# What the task asks
Retype the records below exactly as they appear, but leave out any pictures.

*** Records for this task ***

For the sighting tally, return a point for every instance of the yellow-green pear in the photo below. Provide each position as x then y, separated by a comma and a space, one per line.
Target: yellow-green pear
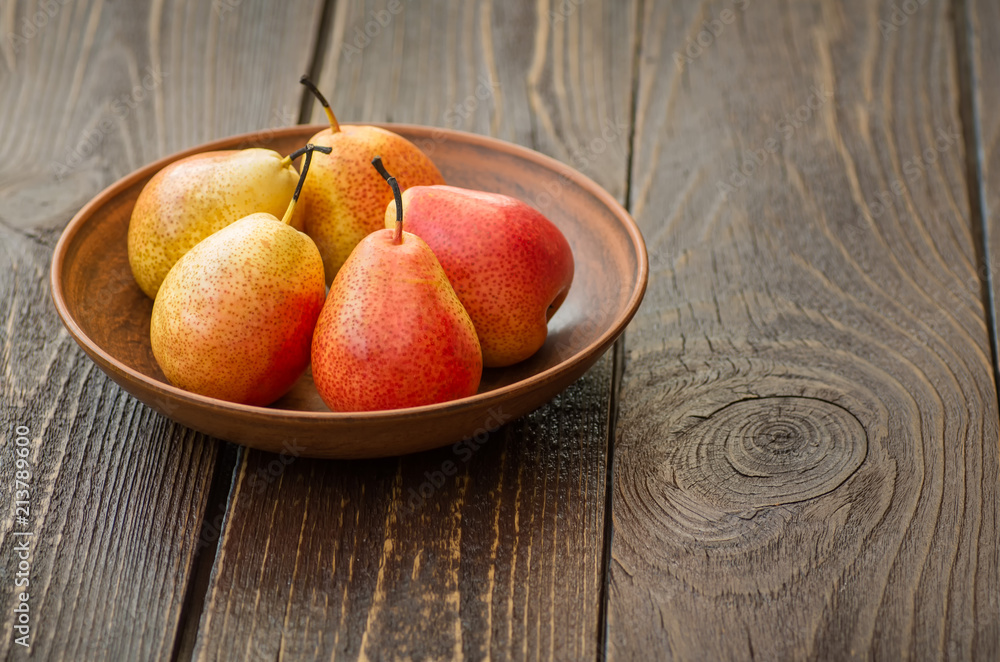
234, 318
197, 196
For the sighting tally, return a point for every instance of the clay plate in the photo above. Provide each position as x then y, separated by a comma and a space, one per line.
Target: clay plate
108, 315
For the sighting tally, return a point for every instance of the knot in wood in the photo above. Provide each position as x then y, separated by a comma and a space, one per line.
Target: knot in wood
770, 451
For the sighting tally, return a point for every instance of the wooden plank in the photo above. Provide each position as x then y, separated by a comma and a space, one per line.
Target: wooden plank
504, 558
89, 91
978, 34
806, 458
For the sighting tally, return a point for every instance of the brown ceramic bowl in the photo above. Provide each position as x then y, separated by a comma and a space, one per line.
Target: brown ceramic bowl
108, 315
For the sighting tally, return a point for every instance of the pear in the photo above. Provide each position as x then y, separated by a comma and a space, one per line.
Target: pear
344, 199
235, 315
196, 196
511, 267
393, 333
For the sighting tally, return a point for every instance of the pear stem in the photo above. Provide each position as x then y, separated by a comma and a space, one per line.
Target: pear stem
397, 233
307, 150
287, 161
334, 125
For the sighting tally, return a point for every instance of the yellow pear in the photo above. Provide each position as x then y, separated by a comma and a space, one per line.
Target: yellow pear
197, 196
234, 318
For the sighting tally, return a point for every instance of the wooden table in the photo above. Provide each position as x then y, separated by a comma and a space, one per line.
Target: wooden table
792, 453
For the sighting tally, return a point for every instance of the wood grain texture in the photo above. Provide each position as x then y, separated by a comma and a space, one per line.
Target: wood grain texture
502, 559
806, 462
980, 27
88, 92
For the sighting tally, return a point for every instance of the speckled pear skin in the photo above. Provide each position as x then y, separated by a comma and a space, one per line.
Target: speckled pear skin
510, 266
343, 198
234, 318
196, 196
392, 333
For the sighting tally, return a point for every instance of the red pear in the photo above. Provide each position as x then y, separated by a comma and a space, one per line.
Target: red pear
392, 332
344, 199
510, 266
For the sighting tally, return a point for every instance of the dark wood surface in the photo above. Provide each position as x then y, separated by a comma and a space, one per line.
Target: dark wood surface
792, 454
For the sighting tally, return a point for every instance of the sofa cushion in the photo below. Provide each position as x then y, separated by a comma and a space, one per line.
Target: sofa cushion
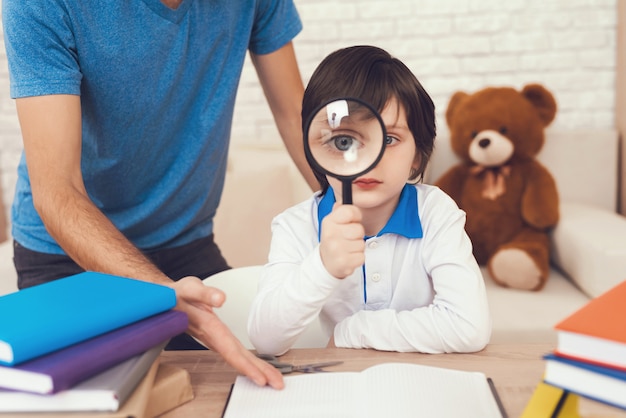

*** End of Records for this task ***

# Finished task
For the sighting tally, return a point for every instance of the yellow-green pear in the photo below. Provide each position as x then y, separated by a comma and a space, one per line.
Target: yellow-green pear
234, 318
197, 196
For the sighting tally, return a point for every instance of the clay plate in the photo above. Provide each position as x then y, separated by a comma and a space, one per line.
Target: clay plate
108, 315
For the sighting tally, return a point for every instance of the knot in wood in the photo above. Provide each position as x then y, separated by a comma and a space, one per line.
Target: knot in wood
770, 451
For the sighting tally, return a point for every instance of the wooden plank in the photo above. Provide each position as x then y, separated by a comma and a space, one per line.
Target: wooden plank
504, 558
89, 91
978, 34
806, 458
For the sighting tally, return a point for every instance of the brown ceramic bowl in the photo above. Provide each position as x then y, separated by a comma and a space, one per line.
Target: brown ceramic bowl
108, 315
For the sighting tally, return a point for every instance of the pear in the photo above. Provide each position as x then y, separated by a comma and a space, one per line.
Target: pear
344, 199
235, 315
196, 196
511, 267
393, 333
For the sighting tally, return a point for every instance of the pear stem in the photo above. Provide each position as x then y, separated by a comma and a space, one per line.
Target: pear stem
397, 233
307, 150
287, 161
334, 125
For the sighting tally, return a point for every instance of the yellow pear in the photo above. Provide each position as x then y, separated by a comma and a space, one per line.
Target: yellow pear
197, 196
234, 318
For the sighting tally, return a point for every instance of the wooden table in the photo above. Provide each position as x then y, separated by a comma and a space, one per line.
Target: wooden table
792, 453
For the sighting tally, return a point for every instance of the wood grain texture in the photo above. Provide each position as x then y, separated by a comma and a space, one per line.
Target: wood grain texture
502, 559
806, 462
980, 27
88, 92
For the sighting tally, return a point for every instance of the speckled pear skin in the photo above. Provide each position as x then y, separated by a comma and a space, one per line.
Target: speckled pear skin
510, 266
343, 198
234, 318
196, 196
392, 333
For the sighting tally, return a point for every instance of the red pear in the photo above. Provide each position as x then y, separated by a comma and a space, one per line.
Target: red pear
392, 332
344, 199
510, 266
For the sighting tally, return a point for every instance of the dark wood surface in the photo above. Provide each position as x then y, separated by a comma and a space, one per line.
Target: dark wood surface
792, 454
For the sighting tally, return a point for every instance of the sofa cushion in the photo below. Provide each position as x then y, separated by a comma and a space, one per line.
Target: sofa cushion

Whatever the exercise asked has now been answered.